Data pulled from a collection
——————————
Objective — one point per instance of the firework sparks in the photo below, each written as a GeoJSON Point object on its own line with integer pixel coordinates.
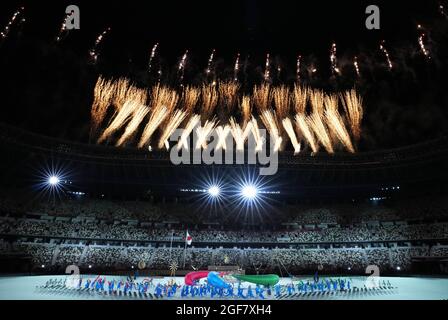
{"type": "Point", "coordinates": [386, 54]}
{"type": "Point", "coordinates": [63, 28]}
{"type": "Point", "coordinates": [174, 122]}
{"type": "Point", "coordinates": [317, 101]}
{"type": "Point", "coordinates": [181, 68]}
{"type": "Point", "coordinates": [287, 124]}
{"type": "Point", "coordinates": [442, 11]}
{"type": "Point", "coordinates": [223, 133]}
{"type": "Point", "coordinates": [334, 60]}
{"type": "Point", "coordinates": [267, 72]}
{"type": "Point", "coordinates": [246, 109]}
{"type": "Point", "coordinates": [102, 98]}
{"type": "Point", "coordinates": [325, 124]}
{"type": "Point", "coordinates": [228, 95]}
{"type": "Point", "coordinates": [256, 134]}
{"type": "Point", "coordinates": [236, 68]}
{"type": "Point", "coordinates": [137, 118]}
{"type": "Point", "coordinates": [316, 123]}
{"type": "Point", "coordinates": [336, 123]}
{"type": "Point", "coordinates": [190, 97]}
{"type": "Point", "coordinates": [157, 116]}
{"type": "Point", "coordinates": [270, 122]}
{"type": "Point", "coordinates": [300, 99]}
{"type": "Point", "coordinates": [281, 101]}
{"type": "Point", "coordinates": [11, 22]}
{"type": "Point", "coordinates": [262, 97]}
{"type": "Point", "coordinates": [192, 123]}
{"type": "Point", "coordinates": [302, 125]}
{"type": "Point", "coordinates": [203, 132]}
{"type": "Point", "coordinates": [151, 57]}
{"type": "Point", "coordinates": [354, 111]}
{"type": "Point", "coordinates": [210, 63]}
{"type": "Point", "coordinates": [298, 67]}
{"type": "Point", "coordinates": [422, 40]}
{"type": "Point", "coordinates": [209, 100]}
{"type": "Point", "coordinates": [239, 134]}
{"type": "Point", "coordinates": [93, 53]}
{"type": "Point", "coordinates": [123, 116]}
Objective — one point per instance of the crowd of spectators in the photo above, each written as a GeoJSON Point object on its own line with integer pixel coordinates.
{"type": "Point", "coordinates": [282, 261]}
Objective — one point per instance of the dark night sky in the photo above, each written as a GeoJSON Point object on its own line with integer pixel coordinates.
{"type": "Point", "coordinates": [49, 84]}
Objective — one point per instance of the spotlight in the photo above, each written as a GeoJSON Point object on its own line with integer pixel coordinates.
{"type": "Point", "coordinates": [53, 180]}
{"type": "Point", "coordinates": [214, 191]}
{"type": "Point", "coordinates": [249, 192]}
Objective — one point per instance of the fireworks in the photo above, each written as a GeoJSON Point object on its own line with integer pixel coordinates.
{"type": "Point", "coordinates": [298, 65]}
{"type": "Point", "coordinates": [190, 97]}
{"type": "Point", "coordinates": [256, 134]}
{"type": "Point", "coordinates": [287, 124]}
{"type": "Point", "coordinates": [354, 111]}
{"type": "Point", "coordinates": [246, 109]}
{"type": "Point", "coordinates": [102, 98]}
{"type": "Point", "coordinates": [151, 57]}
{"type": "Point", "coordinates": [137, 118]}
{"type": "Point", "coordinates": [442, 11]}
{"type": "Point", "coordinates": [336, 123]}
{"type": "Point", "coordinates": [209, 100]}
{"type": "Point", "coordinates": [181, 68]}
{"type": "Point", "coordinates": [63, 28]}
{"type": "Point", "coordinates": [210, 63]}
{"type": "Point", "coordinates": [267, 72]}
{"type": "Point", "coordinates": [120, 119]}
{"type": "Point", "coordinates": [191, 124]}
{"type": "Point", "coordinates": [270, 122]}
{"type": "Point", "coordinates": [316, 123]}
{"type": "Point", "coordinates": [239, 134]}
{"type": "Point", "coordinates": [11, 22]}
{"type": "Point", "coordinates": [157, 116]}
{"type": "Point", "coordinates": [93, 53]}
{"type": "Point", "coordinates": [334, 60]}
{"type": "Point", "coordinates": [281, 101]}
{"type": "Point", "coordinates": [386, 54]}
{"type": "Point", "coordinates": [356, 65]}
{"type": "Point", "coordinates": [228, 95]}
{"type": "Point", "coordinates": [300, 99]}
{"type": "Point", "coordinates": [165, 111]}
{"type": "Point", "coordinates": [222, 132]}
{"type": "Point", "coordinates": [236, 68]}
{"type": "Point", "coordinates": [317, 101]}
{"type": "Point", "coordinates": [262, 97]}
{"type": "Point", "coordinates": [302, 124]}
{"type": "Point", "coordinates": [203, 132]}
{"type": "Point", "coordinates": [174, 122]}
{"type": "Point", "coordinates": [421, 41]}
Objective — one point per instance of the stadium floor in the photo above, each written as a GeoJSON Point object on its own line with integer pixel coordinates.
{"type": "Point", "coordinates": [402, 288]}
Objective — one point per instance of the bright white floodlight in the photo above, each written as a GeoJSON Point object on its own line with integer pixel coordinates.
{"type": "Point", "coordinates": [53, 180]}
{"type": "Point", "coordinates": [249, 192]}
{"type": "Point", "coordinates": [214, 191]}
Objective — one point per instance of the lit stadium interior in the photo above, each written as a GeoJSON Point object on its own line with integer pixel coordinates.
{"type": "Point", "coordinates": [102, 195]}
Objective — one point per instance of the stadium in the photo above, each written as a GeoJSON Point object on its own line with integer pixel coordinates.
{"type": "Point", "coordinates": [93, 206]}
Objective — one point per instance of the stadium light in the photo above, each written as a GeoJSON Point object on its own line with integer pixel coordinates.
{"type": "Point", "coordinates": [249, 192]}
{"type": "Point", "coordinates": [214, 191]}
{"type": "Point", "coordinates": [53, 180]}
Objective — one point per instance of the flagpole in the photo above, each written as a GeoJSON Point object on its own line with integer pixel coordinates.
{"type": "Point", "coordinates": [185, 248]}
——————————
Output the entries from the line containing "Objective — one point per instance of the flagpole" through the end of the entries as a two-column CSV with the header input,output. Give one row per entry, with its text under input and its answer under output, each in a single quoted field and with line breaks replaced by spaces.

- [WORKED SOLUTION]
input,output
"Objective — one point per instance of the flagpole in the photo above, each written as a GeoJSON Point object on its own line with integer pixel coordinates.","{""type"": ""Point"", ""coordinates"": [185, 248]}"